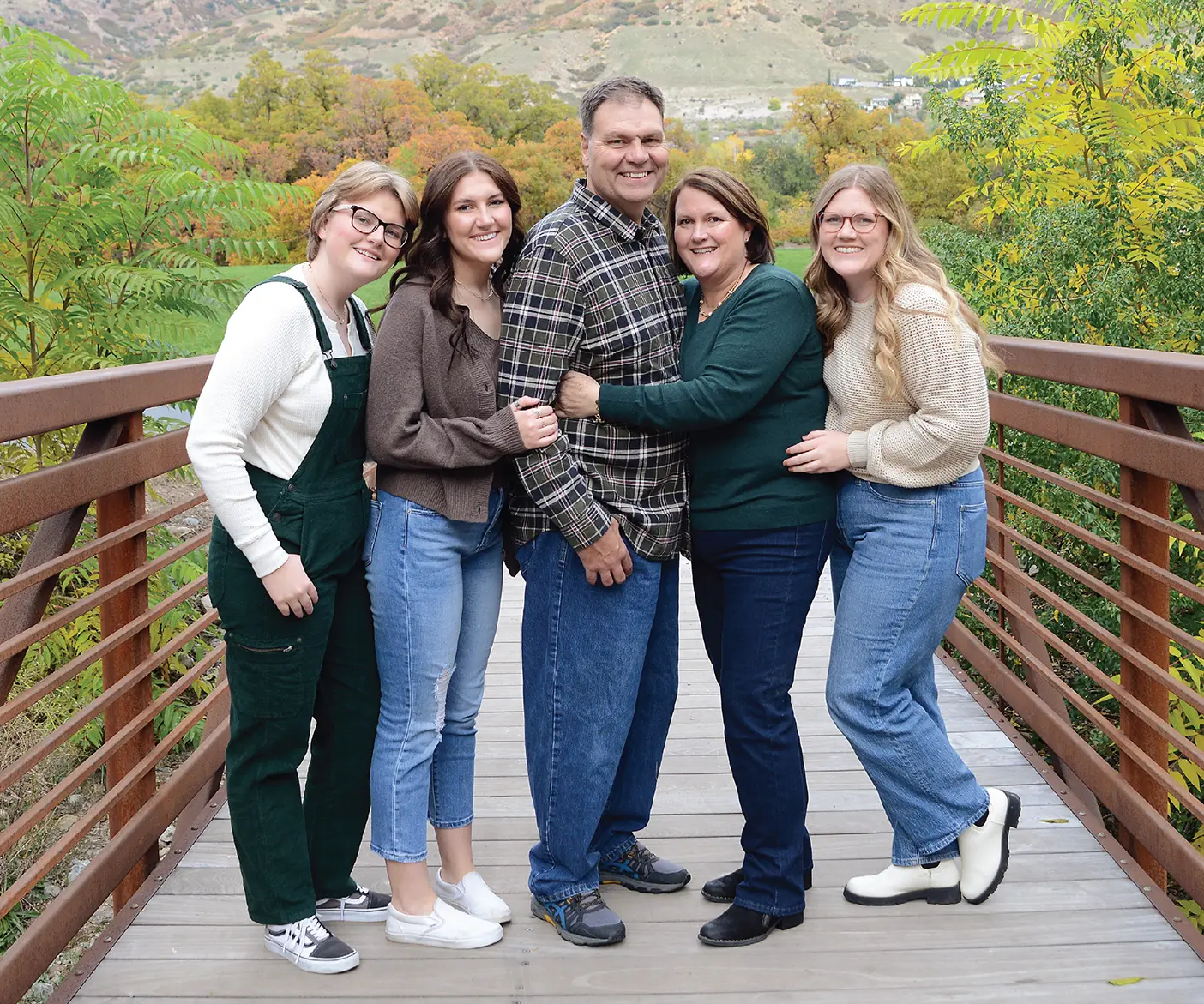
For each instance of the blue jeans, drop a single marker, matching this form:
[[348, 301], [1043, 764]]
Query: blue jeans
[[754, 590], [900, 563], [436, 587], [599, 668]]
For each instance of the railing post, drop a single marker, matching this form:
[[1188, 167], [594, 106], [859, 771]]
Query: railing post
[[112, 513], [1153, 495]]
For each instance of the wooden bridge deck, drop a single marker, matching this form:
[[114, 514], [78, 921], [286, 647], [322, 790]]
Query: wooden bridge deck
[[1063, 926]]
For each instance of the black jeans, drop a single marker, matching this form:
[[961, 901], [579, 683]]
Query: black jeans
[[754, 589]]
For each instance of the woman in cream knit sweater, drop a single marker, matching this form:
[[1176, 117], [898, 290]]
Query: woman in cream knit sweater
[[906, 420]]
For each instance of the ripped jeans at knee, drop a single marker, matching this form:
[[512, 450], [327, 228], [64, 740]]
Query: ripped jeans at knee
[[436, 590]]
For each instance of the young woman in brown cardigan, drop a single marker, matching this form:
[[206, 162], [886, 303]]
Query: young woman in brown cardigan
[[434, 548]]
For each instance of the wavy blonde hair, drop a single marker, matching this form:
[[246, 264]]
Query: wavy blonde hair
[[906, 260]]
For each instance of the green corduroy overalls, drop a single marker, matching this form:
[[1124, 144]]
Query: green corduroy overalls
[[286, 670]]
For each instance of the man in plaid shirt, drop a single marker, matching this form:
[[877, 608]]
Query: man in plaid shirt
[[599, 519]]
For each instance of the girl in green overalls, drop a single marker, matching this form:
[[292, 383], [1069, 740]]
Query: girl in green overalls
[[277, 442]]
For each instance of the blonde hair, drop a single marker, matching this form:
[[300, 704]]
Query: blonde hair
[[906, 260], [358, 181]]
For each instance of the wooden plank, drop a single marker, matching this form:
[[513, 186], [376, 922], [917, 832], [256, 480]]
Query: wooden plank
[[1064, 923], [620, 974], [969, 929]]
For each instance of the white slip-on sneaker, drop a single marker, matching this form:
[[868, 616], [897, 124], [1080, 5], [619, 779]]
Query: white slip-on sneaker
[[984, 849], [900, 884], [363, 905], [473, 896], [444, 927], [310, 945]]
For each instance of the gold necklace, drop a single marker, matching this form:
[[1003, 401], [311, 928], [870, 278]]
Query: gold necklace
[[345, 322], [705, 312], [471, 292]]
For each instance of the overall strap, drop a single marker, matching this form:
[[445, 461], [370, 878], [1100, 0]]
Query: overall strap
[[361, 325], [322, 336]]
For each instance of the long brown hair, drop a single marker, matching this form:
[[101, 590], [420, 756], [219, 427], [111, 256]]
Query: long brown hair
[[906, 260], [737, 199], [430, 254]]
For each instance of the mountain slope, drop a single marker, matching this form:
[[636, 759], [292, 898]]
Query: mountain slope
[[712, 57]]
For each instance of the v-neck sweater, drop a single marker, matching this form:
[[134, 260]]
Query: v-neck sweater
[[751, 386]]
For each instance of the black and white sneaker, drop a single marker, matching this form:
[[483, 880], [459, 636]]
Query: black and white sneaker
[[364, 905], [310, 945]]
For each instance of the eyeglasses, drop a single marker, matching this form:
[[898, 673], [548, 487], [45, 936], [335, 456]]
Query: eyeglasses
[[861, 222], [366, 222]]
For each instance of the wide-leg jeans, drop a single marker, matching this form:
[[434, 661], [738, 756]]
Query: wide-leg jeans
[[599, 670], [754, 589], [900, 562]]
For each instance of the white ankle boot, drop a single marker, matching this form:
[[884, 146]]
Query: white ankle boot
[[984, 849], [899, 884]]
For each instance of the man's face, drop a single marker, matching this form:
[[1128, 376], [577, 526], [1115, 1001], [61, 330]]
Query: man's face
[[626, 157]]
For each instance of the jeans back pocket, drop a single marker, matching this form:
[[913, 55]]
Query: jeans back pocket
[[971, 541]]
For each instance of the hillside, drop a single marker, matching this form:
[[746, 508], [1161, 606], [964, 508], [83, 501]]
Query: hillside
[[714, 58]]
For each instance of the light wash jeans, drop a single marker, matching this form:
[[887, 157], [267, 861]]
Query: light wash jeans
[[900, 563], [436, 587], [599, 687]]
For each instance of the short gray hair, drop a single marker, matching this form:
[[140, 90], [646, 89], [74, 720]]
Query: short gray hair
[[622, 88]]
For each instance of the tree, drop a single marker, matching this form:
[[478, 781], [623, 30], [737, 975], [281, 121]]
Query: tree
[[262, 88], [103, 206], [507, 107], [545, 171], [840, 133], [1093, 129]]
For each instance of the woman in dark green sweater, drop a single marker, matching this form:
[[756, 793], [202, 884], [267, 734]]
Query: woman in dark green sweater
[[751, 382]]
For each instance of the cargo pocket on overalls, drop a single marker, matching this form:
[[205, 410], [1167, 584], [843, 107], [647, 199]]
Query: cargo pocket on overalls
[[265, 676], [353, 446]]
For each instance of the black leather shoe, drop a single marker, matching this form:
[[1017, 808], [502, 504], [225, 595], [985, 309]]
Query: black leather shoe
[[742, 926], [723, 890]]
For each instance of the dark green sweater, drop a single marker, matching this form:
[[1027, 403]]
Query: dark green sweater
[[751, 386]]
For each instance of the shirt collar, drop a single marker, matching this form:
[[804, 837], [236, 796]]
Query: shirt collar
[[623, 228]]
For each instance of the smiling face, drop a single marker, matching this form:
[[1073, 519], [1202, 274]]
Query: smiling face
[[852, 256], [361, 258], [709, 240], [479, 223], [626, 155]]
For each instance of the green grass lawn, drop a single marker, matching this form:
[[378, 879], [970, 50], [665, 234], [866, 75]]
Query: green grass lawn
[[795, 259], [208, 341]]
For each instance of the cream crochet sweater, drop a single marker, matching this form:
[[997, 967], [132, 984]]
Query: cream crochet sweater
[[935, 430]]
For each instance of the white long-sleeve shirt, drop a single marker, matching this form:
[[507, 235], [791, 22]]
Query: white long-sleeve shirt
[[933, 432], [262, 404]]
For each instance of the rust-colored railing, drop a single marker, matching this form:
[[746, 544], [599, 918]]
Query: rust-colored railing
[[109, 470], [1027, 634], [1075, 611]]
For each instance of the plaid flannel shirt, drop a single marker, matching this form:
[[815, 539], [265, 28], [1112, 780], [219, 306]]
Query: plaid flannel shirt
[[595, 292]]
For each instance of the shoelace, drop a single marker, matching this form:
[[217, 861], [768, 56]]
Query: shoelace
[[587, 902], [310, 927]]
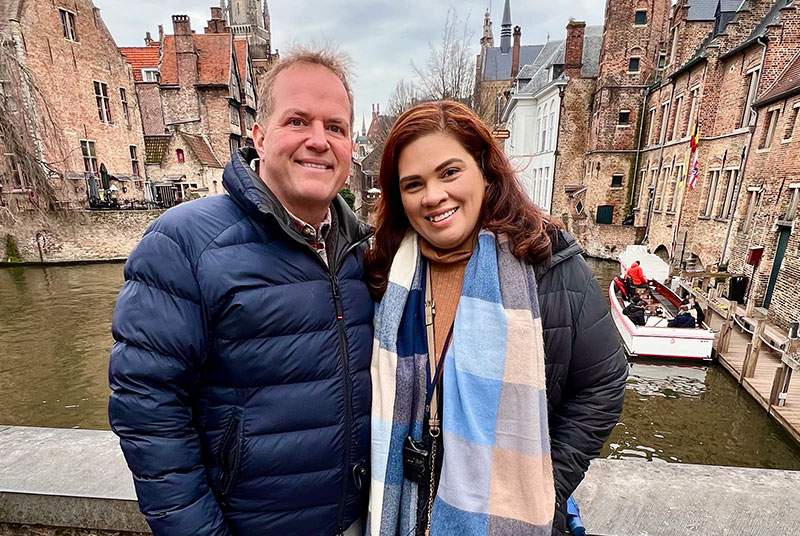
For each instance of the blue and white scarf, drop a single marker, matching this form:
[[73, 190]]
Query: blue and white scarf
[[497, 475]]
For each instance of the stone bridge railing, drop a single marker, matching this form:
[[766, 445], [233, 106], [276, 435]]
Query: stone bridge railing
[[76, 483]]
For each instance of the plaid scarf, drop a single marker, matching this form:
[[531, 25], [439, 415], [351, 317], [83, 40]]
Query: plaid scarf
[[497, 475]]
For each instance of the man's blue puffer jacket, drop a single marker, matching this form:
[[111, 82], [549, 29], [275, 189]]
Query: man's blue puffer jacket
[[240, 374]]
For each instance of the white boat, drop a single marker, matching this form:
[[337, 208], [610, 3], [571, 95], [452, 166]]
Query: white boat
[[655, 339]]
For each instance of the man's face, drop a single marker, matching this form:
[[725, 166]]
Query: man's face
[[305, 146]]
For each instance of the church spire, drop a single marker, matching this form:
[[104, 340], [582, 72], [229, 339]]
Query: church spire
[[505, 29]]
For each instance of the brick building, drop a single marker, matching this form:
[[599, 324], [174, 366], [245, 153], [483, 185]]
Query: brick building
[[730, 69], [77, 100], [496, 68], [198, 104]]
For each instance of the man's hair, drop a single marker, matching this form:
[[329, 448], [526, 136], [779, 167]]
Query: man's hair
[[336, 62]]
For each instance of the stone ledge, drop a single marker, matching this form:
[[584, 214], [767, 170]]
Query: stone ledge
[[58, 482]]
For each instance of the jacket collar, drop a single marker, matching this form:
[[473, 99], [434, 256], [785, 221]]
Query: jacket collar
[[254, 197]]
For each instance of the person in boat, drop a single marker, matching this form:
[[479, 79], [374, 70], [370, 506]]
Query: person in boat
[[636, 275], [684, 318], [497, 373], [635, 311]]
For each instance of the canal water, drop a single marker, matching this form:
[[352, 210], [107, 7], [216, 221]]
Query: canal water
[[55, 340]]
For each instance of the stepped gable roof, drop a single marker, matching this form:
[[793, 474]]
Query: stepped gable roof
[[214, 53], [706, 10], [155, 147], [787, 84], [497, 66], [141, 58], [201, 149]]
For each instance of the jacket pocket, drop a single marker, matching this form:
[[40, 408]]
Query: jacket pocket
[[229, 454]]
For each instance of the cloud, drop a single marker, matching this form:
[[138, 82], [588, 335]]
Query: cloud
[[381, 36]]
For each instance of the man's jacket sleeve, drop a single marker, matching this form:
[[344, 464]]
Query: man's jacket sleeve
[[160, 344], [595, 386]]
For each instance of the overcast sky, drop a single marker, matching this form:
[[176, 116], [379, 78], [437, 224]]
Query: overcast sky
[[381, 36]]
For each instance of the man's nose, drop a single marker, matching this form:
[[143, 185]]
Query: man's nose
[[317, 139]]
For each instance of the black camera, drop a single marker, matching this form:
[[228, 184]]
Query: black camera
[[416, 460]]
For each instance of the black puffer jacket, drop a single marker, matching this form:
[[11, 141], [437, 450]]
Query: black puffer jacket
[[586, 367]]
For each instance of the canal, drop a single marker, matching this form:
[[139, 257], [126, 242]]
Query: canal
[[55, 340]]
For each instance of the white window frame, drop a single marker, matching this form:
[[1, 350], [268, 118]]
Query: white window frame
[[102, 100], [89, 156]]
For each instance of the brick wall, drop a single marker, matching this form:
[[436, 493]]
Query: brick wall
[[65, 71]]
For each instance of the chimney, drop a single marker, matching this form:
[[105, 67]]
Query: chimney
[[217, 23], [515, 52], [185, 52], [573, 55]]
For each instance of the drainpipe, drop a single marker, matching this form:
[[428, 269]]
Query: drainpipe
[[558, 137], [635, 177], [743, 164]]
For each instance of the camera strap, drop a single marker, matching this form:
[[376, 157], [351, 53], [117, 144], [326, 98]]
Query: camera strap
[[435, 370]]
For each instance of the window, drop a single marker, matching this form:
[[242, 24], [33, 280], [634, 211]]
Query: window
[[711, 192], [753, 200], [134, 161], [17, 178], [103, 104], [89, 156], [770, 122], [123, 97], [150, 75], [694, 99], [791, 211], [672, 200], [664, 122], [752, 87], [68, 25], [605, 214], [726, 197], [677, 121], [791, 121], [651, 127]]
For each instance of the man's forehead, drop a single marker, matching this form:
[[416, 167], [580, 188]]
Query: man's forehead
[[313, 88]]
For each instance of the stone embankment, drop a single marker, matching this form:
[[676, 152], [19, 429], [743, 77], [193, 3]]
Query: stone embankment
[[73, 236]]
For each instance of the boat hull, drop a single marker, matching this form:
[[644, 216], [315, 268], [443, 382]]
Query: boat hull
[[660, 342]]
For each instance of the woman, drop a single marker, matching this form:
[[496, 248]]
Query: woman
[[483, 303]]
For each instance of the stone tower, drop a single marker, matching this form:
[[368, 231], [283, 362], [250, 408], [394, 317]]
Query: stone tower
[[249, 18]]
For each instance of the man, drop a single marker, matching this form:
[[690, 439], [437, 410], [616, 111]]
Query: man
[[240, 375]]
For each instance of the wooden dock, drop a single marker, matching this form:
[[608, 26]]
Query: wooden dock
[[762, 372]]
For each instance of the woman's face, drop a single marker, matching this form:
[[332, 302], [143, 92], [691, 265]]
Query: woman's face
[[442, 189]]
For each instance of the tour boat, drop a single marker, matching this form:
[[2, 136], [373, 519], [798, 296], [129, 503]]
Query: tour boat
[[655, 339]]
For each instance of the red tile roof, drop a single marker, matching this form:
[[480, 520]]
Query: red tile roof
[[201, 150], [141, 58], [213, 59], [788, 83]]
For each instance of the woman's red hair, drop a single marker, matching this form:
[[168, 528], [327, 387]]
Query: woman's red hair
[[506, 208]]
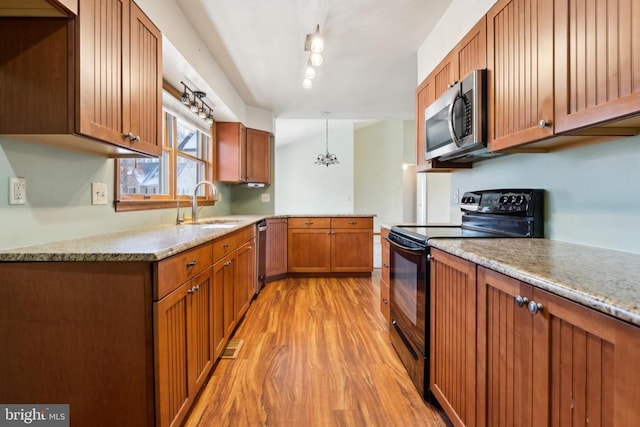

> [Task]: Return exactly the lines from the line with "[[676, 152], [19, 429], [743, 77], [193, 3]]" through the last line of the data above, both included; pictures do not go in the answer.

> [Response]:
[[676, 152], [19, 429], [743, 77], [193, 3]]
Query: stone embankment
[[73, 236]]
For each instance of the boat hull, drop a single marker, matching this form:
[[644, 216], [315, 268], [443, 382]]
Query: boat hull
[[660, 342]]
For each instance of the woman, drop a single marker, matching this form:
[[496, 248]]
Query: woman
[[483, 303]]
For each instance of the stone tower, drop a single marker, matching this form:
[[368, 231], [283, 362], [250, 408], [394, 317]]
Query: stone tower
[[249, 18]]
For each instance of the man, drop a single marker, matching this form:
[[690, 439], [437, 410], [616, 111]]
Query: man
[[240, 375]]
For each instance of the wooden dock, drop a single marker, matching this form:
[[608, 26]]
Query: wooden dock
[[762, 372]]
For each instance of the woman's face, drop a single marker, matching this form:
[[332, 302], [143, 92], [691, 265]]
Query: woman's face
[[442, 189]]
For each instance of the tour boat, drop a single marker, matching this form:
[[2, 136], [373, 519], [798, 296], [129, 503]]
Query: tour boat
[[655, 339]]
For each instance of the red tile roof, drop a single marker, matching this form:
[[480, 520]]
Query: red tile roof
[[201, 150], [141, 58], [213, 59], [788, 83]]
For each instance of the woman's red hair, drop a single marker, matching this form:
[[168, 528], [327, 387]]
Query: woman's red hair
[[506, 208]]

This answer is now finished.